» **Exercise text**:
Segment Open

0
votes

Or to put the question another way: Why is PapaParse's ParseResult.data an empty array when trimming all leading and trailing empty cells during Papa.step() function? EDIT: Please note I can achieve what I'm wanting by mapping over the parsed results and trimming, but I don't want to parse and then map, I'd rather do it all in one go.

Example CSV:

Col 1,Col 2,Col 3
1-1,1-2,
,2-2,2-3
3-1,3-2,3-3

Note that row 1 contains headers (Col 1, Col 2, etc). Row 2 col 3 is empty, and row 3 col 1 is empty.

Given that CSV, I want to present this back to the user (as a nicely-formatted table):

|     |     |     |
|-----|-----|-----|
| 1-1 | 1-2 |     |
| 2-2 | 2-3 |     |
| 3-1 | 3-2 | 3-3 |

I want to push all rows as far to the left as they can go, and remove all empty cells from the end of each row.

In other words, I want to trim all empty cells from both the beginning and the end of each row. Below is the code I'm using. I have put debuggers inside of trimEmptyCells and it is doing exactly as expected. However, the ParseResult that parseAndTrim returns contains an empty data array.

export const parseAndTrim = (csv: string): Papa.ParseResult => {
    return Papa.parse(csv, {
        skipEmptyLines: true,
        step: trimEmptyCells,
    })
};

const trimEmptyCells = (results: Papa.ParseResult) => {
    // Note that `_.dropWhile` and `_.dropRightWhile` are [lodash
    // functions](https://lodash.com/docs/4.17.15#dropRight).
    const leftTrimmed = _.dropWhile(results.data, (r) => r === "");
    return _.dropRightWhile(leftTrimmed, (r) => r === "");
};

My first guess was that PapaParse was experiencing errors with arrays with different lengths, but the errors array is also empty. So I tested what I could (no step function) at https://www.papaparse.com/demo using the example below and simply having missing cells (not merely empty) throws no errors and returns a proper data array.

Segment Closed

» **Instructions**:
a. The PapaParse question includes an example CSV. List every non-empty cell value in it, leaving out the header row.
b. Put this sentence from the PapaParse question into Spanish: "I want to push all rows as far to the left as they can go, and remove all empty cells from the end of each row."

» **Stored data**:
Segment Open

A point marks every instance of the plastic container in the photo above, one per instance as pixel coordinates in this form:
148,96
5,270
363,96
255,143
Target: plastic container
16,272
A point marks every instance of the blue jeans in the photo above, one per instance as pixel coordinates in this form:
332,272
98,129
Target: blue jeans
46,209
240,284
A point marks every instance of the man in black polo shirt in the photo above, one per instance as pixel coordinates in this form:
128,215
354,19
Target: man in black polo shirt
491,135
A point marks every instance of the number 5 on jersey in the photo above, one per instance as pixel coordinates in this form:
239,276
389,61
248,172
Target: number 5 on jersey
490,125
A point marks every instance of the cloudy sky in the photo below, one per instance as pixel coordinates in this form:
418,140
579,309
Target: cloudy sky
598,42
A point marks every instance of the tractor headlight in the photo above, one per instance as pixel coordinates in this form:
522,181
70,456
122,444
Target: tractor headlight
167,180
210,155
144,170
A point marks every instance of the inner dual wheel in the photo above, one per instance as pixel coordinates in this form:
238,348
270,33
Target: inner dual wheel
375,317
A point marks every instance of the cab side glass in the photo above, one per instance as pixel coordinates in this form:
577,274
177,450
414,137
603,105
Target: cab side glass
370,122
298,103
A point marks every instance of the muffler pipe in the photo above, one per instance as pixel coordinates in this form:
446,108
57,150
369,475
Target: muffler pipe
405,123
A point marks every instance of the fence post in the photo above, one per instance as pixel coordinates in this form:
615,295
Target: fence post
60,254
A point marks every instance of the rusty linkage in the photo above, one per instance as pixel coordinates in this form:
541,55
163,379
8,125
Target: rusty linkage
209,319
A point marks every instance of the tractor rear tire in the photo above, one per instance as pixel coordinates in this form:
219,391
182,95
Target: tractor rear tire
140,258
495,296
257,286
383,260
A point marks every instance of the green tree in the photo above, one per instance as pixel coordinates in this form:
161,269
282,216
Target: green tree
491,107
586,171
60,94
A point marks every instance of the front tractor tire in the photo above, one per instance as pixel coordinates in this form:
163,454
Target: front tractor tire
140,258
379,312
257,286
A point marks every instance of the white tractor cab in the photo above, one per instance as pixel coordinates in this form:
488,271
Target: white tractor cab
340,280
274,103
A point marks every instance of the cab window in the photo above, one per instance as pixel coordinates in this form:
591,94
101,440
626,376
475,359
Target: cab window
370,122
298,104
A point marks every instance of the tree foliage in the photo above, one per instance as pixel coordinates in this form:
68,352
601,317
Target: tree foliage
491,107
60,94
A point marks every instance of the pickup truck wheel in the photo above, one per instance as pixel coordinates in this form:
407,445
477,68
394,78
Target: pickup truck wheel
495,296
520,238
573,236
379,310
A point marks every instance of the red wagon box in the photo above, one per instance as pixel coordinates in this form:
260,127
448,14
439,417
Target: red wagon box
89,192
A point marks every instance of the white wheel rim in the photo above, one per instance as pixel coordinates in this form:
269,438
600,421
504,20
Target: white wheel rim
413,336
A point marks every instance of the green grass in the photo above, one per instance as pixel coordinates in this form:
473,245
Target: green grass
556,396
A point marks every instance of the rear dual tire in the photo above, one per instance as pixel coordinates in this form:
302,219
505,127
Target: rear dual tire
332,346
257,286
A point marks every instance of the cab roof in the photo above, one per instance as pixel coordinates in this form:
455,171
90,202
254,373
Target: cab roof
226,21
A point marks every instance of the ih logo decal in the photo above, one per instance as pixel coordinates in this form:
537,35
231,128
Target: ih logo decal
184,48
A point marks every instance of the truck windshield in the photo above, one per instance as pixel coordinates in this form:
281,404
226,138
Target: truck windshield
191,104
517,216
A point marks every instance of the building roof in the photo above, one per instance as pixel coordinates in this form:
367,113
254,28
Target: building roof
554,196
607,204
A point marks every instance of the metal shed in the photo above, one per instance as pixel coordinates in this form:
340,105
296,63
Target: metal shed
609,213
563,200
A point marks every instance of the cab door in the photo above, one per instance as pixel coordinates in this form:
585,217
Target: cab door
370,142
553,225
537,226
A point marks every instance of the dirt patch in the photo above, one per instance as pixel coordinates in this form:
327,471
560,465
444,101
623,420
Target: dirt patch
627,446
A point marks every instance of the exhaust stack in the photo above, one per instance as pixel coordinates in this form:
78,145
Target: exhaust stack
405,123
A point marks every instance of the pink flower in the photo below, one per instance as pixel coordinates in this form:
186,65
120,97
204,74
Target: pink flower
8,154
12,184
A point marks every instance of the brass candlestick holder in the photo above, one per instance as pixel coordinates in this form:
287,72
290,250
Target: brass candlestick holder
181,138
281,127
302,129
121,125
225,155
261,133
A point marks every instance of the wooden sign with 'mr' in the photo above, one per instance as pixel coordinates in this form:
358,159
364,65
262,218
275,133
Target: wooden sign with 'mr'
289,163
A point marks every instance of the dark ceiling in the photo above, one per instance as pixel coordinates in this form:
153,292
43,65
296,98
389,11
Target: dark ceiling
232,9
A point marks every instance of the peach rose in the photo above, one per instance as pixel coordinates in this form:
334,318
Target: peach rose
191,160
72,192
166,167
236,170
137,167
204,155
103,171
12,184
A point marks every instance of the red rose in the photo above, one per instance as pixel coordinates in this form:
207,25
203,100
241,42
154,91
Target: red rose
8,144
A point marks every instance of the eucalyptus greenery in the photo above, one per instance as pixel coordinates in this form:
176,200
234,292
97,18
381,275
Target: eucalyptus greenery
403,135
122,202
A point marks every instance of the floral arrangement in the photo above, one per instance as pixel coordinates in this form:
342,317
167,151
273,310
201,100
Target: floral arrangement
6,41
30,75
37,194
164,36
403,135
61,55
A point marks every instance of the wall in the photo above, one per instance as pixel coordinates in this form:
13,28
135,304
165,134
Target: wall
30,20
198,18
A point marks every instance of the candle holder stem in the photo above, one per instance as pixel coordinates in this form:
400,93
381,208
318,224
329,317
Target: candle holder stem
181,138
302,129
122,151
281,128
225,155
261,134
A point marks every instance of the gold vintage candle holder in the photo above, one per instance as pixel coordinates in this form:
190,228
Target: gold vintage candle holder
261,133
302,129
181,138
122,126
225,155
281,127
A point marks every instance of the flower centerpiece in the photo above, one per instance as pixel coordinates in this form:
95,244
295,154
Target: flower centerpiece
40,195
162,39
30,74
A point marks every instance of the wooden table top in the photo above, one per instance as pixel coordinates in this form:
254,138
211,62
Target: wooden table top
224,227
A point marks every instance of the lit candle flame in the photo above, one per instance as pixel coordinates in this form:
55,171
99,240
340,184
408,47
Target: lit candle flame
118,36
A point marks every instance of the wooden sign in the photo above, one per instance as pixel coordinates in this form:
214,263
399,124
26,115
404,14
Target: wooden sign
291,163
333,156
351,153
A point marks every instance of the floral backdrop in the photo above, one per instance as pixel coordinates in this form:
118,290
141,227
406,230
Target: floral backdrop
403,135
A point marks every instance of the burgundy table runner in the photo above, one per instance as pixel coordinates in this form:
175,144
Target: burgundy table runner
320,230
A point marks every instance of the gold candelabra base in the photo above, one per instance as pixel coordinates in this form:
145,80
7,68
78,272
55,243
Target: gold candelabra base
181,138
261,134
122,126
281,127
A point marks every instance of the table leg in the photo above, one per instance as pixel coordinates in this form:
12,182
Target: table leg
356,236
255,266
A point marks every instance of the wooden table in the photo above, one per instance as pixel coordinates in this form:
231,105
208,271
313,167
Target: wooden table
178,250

Segment Closed

» **Solutions by task**:
a. 1-1, 1-2, 2-2, 2-3, 3-1, 3-2, 3-3

b. Quiero desplazar todas las filas lo más a la izquierda posible y eliminar todas las celdas vacías del final de cada fila.